Count the lines in the rows below that contain the string "leaf", matching case exactly, and reply with the number alone.
-------
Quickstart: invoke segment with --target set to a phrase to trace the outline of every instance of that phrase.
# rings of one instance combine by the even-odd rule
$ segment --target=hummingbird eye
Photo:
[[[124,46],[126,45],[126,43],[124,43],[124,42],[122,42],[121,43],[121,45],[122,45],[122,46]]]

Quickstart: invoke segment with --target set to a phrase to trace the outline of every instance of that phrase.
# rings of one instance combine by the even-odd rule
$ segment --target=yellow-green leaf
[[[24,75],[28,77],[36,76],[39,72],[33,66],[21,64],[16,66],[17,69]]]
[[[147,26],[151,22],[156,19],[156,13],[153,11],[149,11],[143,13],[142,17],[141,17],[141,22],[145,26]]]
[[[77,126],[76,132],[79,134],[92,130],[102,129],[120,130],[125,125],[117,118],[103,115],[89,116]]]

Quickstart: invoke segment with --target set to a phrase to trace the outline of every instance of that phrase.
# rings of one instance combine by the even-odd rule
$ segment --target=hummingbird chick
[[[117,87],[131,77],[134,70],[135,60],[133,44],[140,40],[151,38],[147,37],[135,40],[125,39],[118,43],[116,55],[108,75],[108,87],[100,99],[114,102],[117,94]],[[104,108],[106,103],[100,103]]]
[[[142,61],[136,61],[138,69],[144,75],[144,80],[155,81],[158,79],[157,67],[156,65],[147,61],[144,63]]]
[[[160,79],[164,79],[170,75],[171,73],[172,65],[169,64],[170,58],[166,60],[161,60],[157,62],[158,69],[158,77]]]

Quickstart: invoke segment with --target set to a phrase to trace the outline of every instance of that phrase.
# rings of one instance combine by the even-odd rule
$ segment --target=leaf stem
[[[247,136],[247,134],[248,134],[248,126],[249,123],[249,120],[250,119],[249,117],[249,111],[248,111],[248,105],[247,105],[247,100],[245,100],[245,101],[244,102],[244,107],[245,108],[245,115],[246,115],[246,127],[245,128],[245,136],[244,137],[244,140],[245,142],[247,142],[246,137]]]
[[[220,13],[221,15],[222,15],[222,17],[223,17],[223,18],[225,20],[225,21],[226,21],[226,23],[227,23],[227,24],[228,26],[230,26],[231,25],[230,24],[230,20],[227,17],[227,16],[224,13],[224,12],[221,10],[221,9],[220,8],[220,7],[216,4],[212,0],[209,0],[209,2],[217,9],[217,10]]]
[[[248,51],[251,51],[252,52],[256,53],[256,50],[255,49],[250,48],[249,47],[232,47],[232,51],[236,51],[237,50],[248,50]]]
-------
→ SOLUTION TO THIS PROBLEM:
2